[[ PROVIDED ENTRIES open ]]

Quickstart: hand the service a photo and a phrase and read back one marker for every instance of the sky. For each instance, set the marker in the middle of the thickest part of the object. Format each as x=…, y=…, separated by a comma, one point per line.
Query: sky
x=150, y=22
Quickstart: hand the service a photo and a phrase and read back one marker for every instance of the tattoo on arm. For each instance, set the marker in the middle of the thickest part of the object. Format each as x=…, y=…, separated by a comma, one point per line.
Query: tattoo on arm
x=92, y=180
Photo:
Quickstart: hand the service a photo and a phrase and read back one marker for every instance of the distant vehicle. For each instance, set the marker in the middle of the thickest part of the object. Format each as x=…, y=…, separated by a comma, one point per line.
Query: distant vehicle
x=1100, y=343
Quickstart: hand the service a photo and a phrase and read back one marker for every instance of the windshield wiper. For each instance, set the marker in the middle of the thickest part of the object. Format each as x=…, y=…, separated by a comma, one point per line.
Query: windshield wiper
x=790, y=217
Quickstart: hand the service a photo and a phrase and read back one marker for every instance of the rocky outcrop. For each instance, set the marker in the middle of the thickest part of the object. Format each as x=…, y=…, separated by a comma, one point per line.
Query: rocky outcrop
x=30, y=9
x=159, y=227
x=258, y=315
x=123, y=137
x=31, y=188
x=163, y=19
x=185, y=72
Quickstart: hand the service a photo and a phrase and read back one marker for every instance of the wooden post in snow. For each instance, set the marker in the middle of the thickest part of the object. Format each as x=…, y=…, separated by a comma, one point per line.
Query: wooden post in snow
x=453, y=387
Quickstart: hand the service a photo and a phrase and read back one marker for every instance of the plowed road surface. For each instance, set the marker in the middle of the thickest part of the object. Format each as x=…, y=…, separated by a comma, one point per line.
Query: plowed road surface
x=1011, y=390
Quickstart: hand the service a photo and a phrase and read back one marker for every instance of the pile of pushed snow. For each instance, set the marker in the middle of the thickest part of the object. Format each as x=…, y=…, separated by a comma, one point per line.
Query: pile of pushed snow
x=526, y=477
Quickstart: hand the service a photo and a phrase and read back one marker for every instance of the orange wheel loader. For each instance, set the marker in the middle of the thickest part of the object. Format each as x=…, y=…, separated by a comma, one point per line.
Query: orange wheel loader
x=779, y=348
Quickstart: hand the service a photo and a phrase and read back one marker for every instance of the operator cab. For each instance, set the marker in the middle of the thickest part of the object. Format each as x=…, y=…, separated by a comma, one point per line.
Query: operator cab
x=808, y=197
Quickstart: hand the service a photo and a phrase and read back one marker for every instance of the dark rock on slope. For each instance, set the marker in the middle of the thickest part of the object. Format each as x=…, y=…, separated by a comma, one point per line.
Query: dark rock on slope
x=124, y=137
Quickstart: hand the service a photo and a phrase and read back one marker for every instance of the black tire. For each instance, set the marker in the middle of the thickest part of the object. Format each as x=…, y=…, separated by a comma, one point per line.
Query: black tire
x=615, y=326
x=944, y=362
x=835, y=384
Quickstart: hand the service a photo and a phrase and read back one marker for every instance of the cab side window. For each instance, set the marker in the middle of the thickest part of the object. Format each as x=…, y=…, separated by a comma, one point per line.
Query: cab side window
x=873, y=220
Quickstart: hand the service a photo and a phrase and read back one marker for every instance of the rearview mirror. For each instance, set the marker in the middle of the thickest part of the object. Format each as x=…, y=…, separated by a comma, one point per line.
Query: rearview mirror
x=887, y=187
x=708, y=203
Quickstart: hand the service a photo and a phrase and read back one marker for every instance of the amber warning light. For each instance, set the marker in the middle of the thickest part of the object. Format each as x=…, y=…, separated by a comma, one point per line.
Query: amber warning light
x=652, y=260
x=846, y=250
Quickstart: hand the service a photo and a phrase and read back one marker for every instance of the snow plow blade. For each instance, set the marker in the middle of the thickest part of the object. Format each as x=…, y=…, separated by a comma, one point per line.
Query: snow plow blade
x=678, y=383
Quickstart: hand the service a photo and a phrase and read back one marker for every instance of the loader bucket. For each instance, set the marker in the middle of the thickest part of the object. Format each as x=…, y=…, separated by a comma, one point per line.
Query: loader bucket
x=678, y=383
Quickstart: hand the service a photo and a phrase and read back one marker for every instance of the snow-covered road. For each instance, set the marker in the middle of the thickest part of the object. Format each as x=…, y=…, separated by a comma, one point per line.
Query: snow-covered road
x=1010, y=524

[[ PROVIDED ENTRIES closed ]]

Word for word, write out each of the records above.

Quickstart: hand the service a photo and a phrase and read back one marker for every instance of the sky. For each instance, set the marker in the middle of the thickest part of the object. Format each as x=…, y=…, separated by a comma, one point per line.
Query: sky
x=150, y=22
Quickstart: hand the service a photo and a phrase and read back one marker for every instance of the tattoo on arm. For each instance, set the marker in the middle of the thickest part of the object. Format each as x=…, y=…, separated by a comma, one point per line.
Query: tattoo on arm
x=92, y=180
Photo:
Quickstart: hand the service a photo and a phrase and read back one marker for every instance of the distant vehicle. For each instance, set the marker in the middle of the thickest part of the object. Format each as x=…, y=…, separated by a comma, one point per line.
Query: distant vehicle
x=1100, y=343
Quickstart: hand the service a photo and a phrase and read back one marker for every instance of the windshield wiper. For each instance, set the marker in the middle of the thickest part of the object. Format each as x=…, y=…, separated by a comma, one point per line.
Query: windshield wiper
x=790, y=217
Quickstart: hand the service a photo and a phrase and read back one marker for every instance of the rocky outcrop. For each instance, set the marker in the middle of the thickest part of the object. Format each as x=…, y=…, separated by a comma, one point per line.
Query: rocky outcrop
x=30, y=9
x=159, y=227
x=258, y=315
x=123, y=137
x=31, y=188
x=163, y=19
x=185, y=72
Quickstart: hand the service a photo and a phrase and read back one marker for every instance of the wooden post in snow. For each instance, set the marker in the middle of the thickest part of the object. Format each as x=…, y=…, separated by a comma, one point per line.
Query: wooden post in snow
x=453, y=387
Quickstart: hand the service a photo and a phrase and read back one marker for every instance of the plowed road surface. For each instance, set the marker in the middle of the thickest part of the object. Format each as x=…, y=…, separated by a comma, one point per line.
Query: plowed road surface
x=1011, y=390
Quickstart: hand the service a photo and a phrase and read back one marker for every instance of the pile of pushed snow. For each instance, set the marker in the middle of the thickest part of the object. Format each as x=…, y=…, separated by a comma, one point per line.
Query: pile of pushed snow
x=526, y=477
Quickstart: hand the service a photo and a phrase and read back one marker for every instance of the orange wheel loader. For each instance, set the marker in the middle of the thickest part of the object. Format each as x=…, y=…, separated by a comma, one point per line.
Query: orange wheel loader
x=779, y=348
Quickstart: hand the service a photo and a phrase and read back one marker for every instance of the operator cab. For each instance, set the marker in the middle of the thickest part of the object. Format each as x=…, y=…, separated by a comma, one point per line.
Query: operator cab
x=808, y=197
Quickstart: hand the service a photo and a phrase and read back one marker for every instance of the dark rock on slope. For each instance, set the marker in the middle of the thickest part of the object. Format each as x=…, y=…, separated by a comma, one point per line.
Query: dark rock on slope
x=124, y=137
Quickstart: hand the service a photo and a phrase and read back one marker for every instance of the black tire. For each instance, set the marker in the middle of the thickest part of the object. Format each as x=…, y=…, separated by a comma, one point per line.
Query: black tire
x=615, y=326
x=944, y=362
x=835, y=384
Quickstart: hand the service a photo and a phrase and read back one marker for every instance of the cab side window. For each instance, set the marker in the middle of the thickest part of the object. Format each as x=…, y=…, separated by a comma, one point per line.
Query: cab side window
x=873, y=220
Quickstart: hand the service a photo and a phrase and read back one marker for every instance of the rearview mirror. For each instance, set the marker in the middle of the thickest part of the object. Format each as x=…, y=…, separated by a comma, one point per line.
Query: rearview mirror
x=887, y=187
x=708, y=203
Quickstart: hand the service a photo and a phrase and read back one marker for every instance of the amber warning light. For each instance, set the marker in the middle of the thickest part of the object. Format each as x=…, y=…, separated by a comma, one point per line.
Query: amber warning light
x=652, y=260
x=846, y=250
Quickstart: hand the service a photo and a phrase and read back one marker for every instance of the snow plow blade. For each instance, set the marker in the middle of the thickest part of the object. Format each as x=…, y=…, separated by a comma, one point per line.
Query: snow plow blade
x=678, y=383
Quickstart: hand the service a photo and a phrase and read back one marker for every instance of the loader bucket. For each instance, set the marker in the middle of the thickest part of the object. Format each as x=…, y=…, separated by a comma, one point per line.
Query: loader bucket
x=678, y=383
Quickstart: hand the service a photo and a phrase and read back one marker for every instance of the snow-covered road. For each instance, set the marker in the middle of the thickest part of the object. Format each as x=…, y=…, separated by a comma, one point per line.
Query: snow-covered road
x=1010, y=524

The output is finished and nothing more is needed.